*What is being asked*
Please render the data below as a Markdown table with the columns Row and Line, numbering each line and leaving out blank lines.

*The records*
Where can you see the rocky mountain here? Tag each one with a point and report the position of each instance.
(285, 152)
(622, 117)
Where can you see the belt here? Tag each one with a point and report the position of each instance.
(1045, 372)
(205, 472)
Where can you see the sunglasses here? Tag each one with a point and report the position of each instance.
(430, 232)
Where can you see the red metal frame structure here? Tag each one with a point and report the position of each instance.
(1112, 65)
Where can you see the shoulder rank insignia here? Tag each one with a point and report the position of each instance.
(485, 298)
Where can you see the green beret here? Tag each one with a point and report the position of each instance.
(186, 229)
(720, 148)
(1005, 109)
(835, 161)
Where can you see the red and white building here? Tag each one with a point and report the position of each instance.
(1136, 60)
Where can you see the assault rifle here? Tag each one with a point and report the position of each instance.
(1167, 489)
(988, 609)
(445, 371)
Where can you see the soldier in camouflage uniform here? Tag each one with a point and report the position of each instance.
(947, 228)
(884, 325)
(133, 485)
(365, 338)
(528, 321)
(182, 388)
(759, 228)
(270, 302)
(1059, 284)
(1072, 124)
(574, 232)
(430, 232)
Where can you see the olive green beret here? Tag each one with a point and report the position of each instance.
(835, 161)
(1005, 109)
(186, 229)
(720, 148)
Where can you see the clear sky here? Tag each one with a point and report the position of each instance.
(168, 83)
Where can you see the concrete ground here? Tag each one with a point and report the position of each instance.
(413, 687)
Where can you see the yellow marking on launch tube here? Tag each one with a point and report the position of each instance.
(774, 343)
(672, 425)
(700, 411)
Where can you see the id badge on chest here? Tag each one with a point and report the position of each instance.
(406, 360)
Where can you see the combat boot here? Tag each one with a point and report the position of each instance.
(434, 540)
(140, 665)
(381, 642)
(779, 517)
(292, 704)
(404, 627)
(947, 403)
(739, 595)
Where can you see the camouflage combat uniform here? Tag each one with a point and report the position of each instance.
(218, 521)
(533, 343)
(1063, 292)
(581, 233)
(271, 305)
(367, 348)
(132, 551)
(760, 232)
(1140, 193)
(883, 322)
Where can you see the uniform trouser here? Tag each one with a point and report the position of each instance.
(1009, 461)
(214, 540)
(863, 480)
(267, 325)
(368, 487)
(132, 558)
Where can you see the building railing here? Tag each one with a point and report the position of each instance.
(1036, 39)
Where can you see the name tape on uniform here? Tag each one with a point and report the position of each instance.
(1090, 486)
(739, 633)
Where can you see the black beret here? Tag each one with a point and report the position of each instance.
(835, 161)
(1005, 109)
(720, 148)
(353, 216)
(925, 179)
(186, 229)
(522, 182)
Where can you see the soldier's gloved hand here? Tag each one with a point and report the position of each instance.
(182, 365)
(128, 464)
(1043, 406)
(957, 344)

*Answer to the exercise*
| Row | Line |
|---|---|
| 1 | Where can you see the rocky mountain here? Tag each one with a point and report the position of each instance. |
| 2 | (285, 152) |
| 3 | (622, 117) |
| 4 | Where can you see the belt here? Tag each one with a point and report the position of each instance. |
| 5 | (1045, 372) |
| 6 | (205, 472) |
| 7 | Where can you see the sunglasses here? Tag each one with a point and report the position of each instance. |
| 8 | (430, 232) |
| 9 | Where can you see the red metal frame structure here? Tag each one with a point and report the position of each instance. |
| 10 | (1112, 65) |
| 11 | Where can you see the shoulder rank insignia here? Tag each one with a point and report the position of each instance. |
| 12 | (485, 298) |
| 13 | Where can you see the green beret here? Tag each one with a point and report the position of each instance. |
| 14 | (186, 229) |
| 15 | (720, 148) |
| 16 | (1005, 109) |
| 17 | (835, 161) |
| 18 | Where can you see the red and white building here? Tag each one with a point and report the position of each instance. |
| 19 | (1136, 60) |
| 20 | Where can you see the assault rifle here? Tag each one with a point and report the position of each instance. |
| 21 | (1167, 489) |
| 22 | (988, 609) |
| 23 | (445, 371) |
| 24 | Where can you see the soldier in camouflage uniform here? Tag each one with a point and report the position of each instance. |
| 25 | (947, 228) |
| 26 | (884, 325) |
| 27 | (133, 485) |
| 28 | (365, 338) |
| 29 | (528, 321) |
| 30 | (182, 388) |
| 31 | (759, 228) |
| 32 | (270, 302) |
| 33 | (1059, 284) |
| 34 | (1072, 124) |
| 35 | (574, 232) |
| 36 | (430, 232) |
| 37 | Where can you see the olive green beret here? Tag each one with a point and report the position of each instance. |
| 38 | (835, 161) |
| 39 | (1005, 109) |
| 40 | (186, 229) |
| 41 | (720, 148) |
| 42 | Where can you see the clear sky here? Tag each one with a point and report the position of each instance. |
| 43 | (168, 83) |
| 44 | Where can you see the concrete ground here? Tag each one with a point and report the position of each instance. |
| 45 | (413, 687) |
| 46 | Where can you see the yellow marking on launch tube here? Tag each one with a point and report the position of each instance. |
| 47 | (774, 343) |
| 48 | (672, 425) |
| 49 | (700, 411) |
| 50 | Where can you see the id badge on chest here? Tag each one with a point and report the position of each instance. |
| 51 | (406, 360) |
| 52 | Where can you see the combat boot here? Tag each one with a point and report the position of each instance. |
| 53 | (434, 540) |
| 54 | (140, 665) |
| 55 | (381, 642) |
| 56 | (779, 517) |
| 57 | (292, 704) |
| 58 | (404, 627) |
| 59 | (947, 403) |
| 60 | (739, 595) |
| 61 | Where can you see the camouflage combat uniform here? Tag each one with a point and report the position of each instance. |
| 62 | (218, 521) |
| 63 | (533, 343) |
| 64 | (1063, 292) |
| 65 | (581, 233) |
| 66 | (271, 305) |
| 67 | (367, 348) |
| 68 | (132, 551) |
| 69 | (760, 232) |
| 70 | (1140, 193) |
| 71 | (883, 322) |
| 72 | Where can you see the uniform trouser here? Tag each one with a point and report the position of each instance. |
| 73 | (1009, 461) |
| 74 | (214, 540) |
| 75 | (863, 480) |
| 76 | (267, 325) |
| 77 | (368, 487) |
| 78 | (132, 558) |
| 79 | Where can you see the building railing here? Tag each one with a point and report the position of each instance. |
| 80 | (1036, 39) |
| 81 | Where can you see the name tape on uniform here? Tag each one with a point and report the position of each instance. |
| 82 | (1090, 486) |
| 83 | (739, 633) |
| 84 | Where can you see the black beret here? Tag each one with a point and report the position of each instance. |
| 85 | (835, 161) |
| 86 | (1005, 109) |
| 87 | (720, 148) |
| 88 | (353, 216) |
| 89 | (925, 179) |
| 90 | (186, 229) |
| 91 | (522, 182) |
| 92 | Where can you see the soldier's gloved hand here? Tag each one with a point and report the position of each instance. |
| 93 | (182, 365) |
| 94 | (128, 464) |
| 95 | (1043, 406) |
| 96 | (957, 344) |